Top of TEXT PASSAGE

Various algorithms have been used in an effort to eliminate or reduce the inevitable noise associated with the numerical differentiation of measured data. For example, Bourdet, et al.14 considers polynomial fitting of the data and taking the analytical derivative of the polynomial. This procedure, in addition to being cumbersome, alters the shape of the original data. A second procedure given is to compute the third derivative of the data and subsequently integrating twice. This method tends to give false oscillations at late times and during infinite acting radial flow. The current practice is to use centuries-old techniques developed by Newton and Stirling for interpolating data tables (backward, forward, or central difference typically utilizing three points). When viewed in the frequency domain, these techniques are clearly highpass and bandpass filters, which exaggerate high frequency noise and distort the “true” dp/dt curve. The data is then typically smoothed by choosing the points used in the calculation a sufficient distance from the point of interest. This distance, given as L in Ref. 14, is expressed in terms of the appropriate time function. The idea of smoothing the derivative is considered suspect by some due to the subjective choosing of L. If L is chosen too large, the character of the actual signal will be distorted. Nevertheless, judging by the standard use of this method in commercial well testing software, it apparently has become the most popular. Akima17 suggests a slightly different approach whereby the slope of the point in question and two points on each side are used. A third degree polynomial representing a portion of the curve between a pair of given points is determined by the coordinates and the slopes at the two points. The derivative of the polynomial is then computed.

Bottom of TEXT PASSAGE
Top of EXTRACTED ENTRIES

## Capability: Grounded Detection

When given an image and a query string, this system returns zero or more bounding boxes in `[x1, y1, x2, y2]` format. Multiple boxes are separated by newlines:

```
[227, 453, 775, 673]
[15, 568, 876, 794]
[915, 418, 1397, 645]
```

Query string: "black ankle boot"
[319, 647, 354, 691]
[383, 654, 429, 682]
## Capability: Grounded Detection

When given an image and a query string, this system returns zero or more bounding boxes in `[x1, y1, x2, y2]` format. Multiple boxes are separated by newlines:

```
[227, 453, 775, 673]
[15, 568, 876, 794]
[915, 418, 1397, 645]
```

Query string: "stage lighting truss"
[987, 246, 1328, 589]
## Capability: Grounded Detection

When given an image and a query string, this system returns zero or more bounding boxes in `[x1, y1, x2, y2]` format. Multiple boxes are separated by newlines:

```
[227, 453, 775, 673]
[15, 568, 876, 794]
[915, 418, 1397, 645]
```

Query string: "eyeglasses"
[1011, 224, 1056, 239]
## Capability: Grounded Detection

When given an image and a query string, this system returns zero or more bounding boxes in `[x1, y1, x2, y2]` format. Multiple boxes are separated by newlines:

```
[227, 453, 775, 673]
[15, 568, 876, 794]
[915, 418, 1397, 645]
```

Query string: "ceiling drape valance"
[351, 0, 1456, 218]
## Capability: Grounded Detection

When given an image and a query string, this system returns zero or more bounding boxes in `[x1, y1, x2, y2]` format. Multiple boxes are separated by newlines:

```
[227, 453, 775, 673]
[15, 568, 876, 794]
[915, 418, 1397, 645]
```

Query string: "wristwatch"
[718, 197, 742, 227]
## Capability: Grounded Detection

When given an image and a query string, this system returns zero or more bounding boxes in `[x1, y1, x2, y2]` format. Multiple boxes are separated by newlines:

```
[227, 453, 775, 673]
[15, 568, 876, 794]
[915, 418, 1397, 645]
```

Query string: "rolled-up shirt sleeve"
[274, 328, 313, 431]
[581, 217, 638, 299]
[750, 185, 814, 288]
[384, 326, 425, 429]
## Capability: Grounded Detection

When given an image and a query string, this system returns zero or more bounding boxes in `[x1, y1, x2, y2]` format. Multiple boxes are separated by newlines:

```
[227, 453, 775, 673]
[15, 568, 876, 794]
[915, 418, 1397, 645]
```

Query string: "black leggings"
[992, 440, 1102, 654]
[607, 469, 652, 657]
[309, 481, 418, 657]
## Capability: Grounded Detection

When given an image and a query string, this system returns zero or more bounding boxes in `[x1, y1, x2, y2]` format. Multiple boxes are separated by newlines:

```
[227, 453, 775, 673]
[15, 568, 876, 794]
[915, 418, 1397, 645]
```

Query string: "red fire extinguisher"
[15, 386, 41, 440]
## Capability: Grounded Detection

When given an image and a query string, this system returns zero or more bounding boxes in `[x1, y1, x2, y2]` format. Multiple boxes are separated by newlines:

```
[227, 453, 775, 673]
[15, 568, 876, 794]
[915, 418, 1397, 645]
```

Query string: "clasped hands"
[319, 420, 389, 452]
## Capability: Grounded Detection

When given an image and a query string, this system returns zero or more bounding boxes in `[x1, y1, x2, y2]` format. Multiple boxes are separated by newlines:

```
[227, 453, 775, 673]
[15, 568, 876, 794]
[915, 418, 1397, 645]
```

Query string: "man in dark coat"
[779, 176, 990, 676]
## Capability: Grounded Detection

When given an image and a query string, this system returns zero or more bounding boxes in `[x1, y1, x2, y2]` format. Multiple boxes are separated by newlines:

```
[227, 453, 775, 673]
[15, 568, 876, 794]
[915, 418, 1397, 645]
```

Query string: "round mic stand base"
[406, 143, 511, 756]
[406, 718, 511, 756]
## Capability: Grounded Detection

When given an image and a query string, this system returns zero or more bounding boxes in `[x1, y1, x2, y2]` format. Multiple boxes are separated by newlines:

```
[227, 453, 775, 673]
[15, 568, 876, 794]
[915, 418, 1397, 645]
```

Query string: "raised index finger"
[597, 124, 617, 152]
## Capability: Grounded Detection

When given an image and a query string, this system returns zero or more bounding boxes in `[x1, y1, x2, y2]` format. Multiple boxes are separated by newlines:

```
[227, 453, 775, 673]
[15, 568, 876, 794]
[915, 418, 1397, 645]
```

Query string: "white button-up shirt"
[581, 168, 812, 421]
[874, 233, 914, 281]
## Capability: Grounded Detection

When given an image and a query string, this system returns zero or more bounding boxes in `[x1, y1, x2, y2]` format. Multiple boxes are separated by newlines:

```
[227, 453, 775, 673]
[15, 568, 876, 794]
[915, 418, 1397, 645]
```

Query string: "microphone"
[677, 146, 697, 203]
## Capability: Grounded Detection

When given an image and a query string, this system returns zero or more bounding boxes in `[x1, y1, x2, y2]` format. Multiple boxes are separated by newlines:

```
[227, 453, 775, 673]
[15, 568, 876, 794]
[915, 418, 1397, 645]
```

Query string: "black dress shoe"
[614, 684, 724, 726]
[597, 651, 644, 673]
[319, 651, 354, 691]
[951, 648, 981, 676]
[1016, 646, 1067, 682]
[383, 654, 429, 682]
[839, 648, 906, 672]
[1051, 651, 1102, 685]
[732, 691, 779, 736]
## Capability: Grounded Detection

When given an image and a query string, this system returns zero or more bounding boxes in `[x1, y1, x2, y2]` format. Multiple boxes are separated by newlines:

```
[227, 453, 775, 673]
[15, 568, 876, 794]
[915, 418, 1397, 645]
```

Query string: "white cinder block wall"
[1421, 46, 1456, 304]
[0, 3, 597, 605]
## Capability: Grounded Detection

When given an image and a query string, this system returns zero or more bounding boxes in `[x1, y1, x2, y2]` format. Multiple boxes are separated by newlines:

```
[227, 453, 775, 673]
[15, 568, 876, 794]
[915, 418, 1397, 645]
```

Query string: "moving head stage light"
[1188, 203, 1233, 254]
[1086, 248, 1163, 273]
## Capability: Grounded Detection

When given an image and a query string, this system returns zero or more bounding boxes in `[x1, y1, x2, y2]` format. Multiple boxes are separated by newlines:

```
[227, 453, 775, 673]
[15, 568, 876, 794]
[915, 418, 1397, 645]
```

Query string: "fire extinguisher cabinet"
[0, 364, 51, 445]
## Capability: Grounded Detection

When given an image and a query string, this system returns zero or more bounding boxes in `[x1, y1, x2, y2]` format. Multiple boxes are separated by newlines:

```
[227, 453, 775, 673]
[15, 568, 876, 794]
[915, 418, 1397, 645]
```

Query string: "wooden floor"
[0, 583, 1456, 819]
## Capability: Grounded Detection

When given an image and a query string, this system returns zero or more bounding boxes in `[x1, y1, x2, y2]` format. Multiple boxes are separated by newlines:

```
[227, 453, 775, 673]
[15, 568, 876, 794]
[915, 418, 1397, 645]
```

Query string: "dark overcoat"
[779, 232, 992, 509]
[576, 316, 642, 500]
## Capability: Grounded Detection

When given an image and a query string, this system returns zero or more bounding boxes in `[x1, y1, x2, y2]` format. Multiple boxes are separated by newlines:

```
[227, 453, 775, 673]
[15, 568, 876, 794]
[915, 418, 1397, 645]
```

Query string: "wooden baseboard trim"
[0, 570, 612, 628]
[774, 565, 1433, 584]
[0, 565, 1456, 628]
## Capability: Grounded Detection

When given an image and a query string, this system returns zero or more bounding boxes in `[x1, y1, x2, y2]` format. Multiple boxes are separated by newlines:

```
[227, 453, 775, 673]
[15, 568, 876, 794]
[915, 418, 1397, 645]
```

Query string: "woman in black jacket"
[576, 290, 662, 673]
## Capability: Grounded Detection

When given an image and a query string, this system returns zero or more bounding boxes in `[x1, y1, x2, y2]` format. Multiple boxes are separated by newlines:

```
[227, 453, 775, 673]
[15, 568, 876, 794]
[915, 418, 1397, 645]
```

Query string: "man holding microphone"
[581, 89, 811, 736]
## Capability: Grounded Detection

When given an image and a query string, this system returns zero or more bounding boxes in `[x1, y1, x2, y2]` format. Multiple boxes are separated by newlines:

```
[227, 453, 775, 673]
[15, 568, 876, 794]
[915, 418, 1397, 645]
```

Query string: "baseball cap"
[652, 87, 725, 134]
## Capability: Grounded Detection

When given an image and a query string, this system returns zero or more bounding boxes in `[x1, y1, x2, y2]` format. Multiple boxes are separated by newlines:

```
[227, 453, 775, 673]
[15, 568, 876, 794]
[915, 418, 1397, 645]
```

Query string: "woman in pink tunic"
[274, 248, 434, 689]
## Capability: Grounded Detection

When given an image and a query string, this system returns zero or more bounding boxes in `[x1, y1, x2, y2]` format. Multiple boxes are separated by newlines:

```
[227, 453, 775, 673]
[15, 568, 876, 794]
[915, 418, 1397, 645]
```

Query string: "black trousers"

Bottom of EXTRACTED ENTRIES

- _EXERCISES_
1. According to the passage on numerically differentiating measured data, what problem tends to arise when the third derivative is computed and then integrated twice?
2. Continue the passage on numerically differentiating measured data from the point where it stops.

- _ANSWERS BELOW_
1. It tends to give false oscillations at late times and during infinite acting radial flow.

2.
Regardless of which method of numerical differentiation is used and regardless of the chicanery employed to reduce the scatter in the resulting derivative data, the analyst is often left with data not entirely representative of the well/reservoir system (s)he is trying to identify.
In this specification, we describe a new technique for differentiating well test pressure data called the Digital Pressure Derivative Technique (DPDT). The DPDT produces the most accurate and representative dp/dt curve by incorporating knowledge of both reservoir and gauge physics. It is efficient and straightforward to implement and may be used on either real-time or recorded data. No modifications to gauges or surface hardware are necessary. Furthermore, error bounds and a quality control mechanism, indicating the end of a transient (i.e. a signal-to-noise ratio test) can be provided allowing the optimal use of recorder memory space. Additional DSP techniques such as oversampling may be utilized to further enhance the quality of the DPDT. The DPDT is generated by convolving the measured pressure samples with a special wavelet. This wavelet is made from the unit sample response of a bandlimited, optimum linear phase finite impulse response (FIR) differentiator. The DPDT is based on the firm mathematical foundation of Digital Signal Processing (DSP), reservoir physics and the characteristics of the pressure measurement system.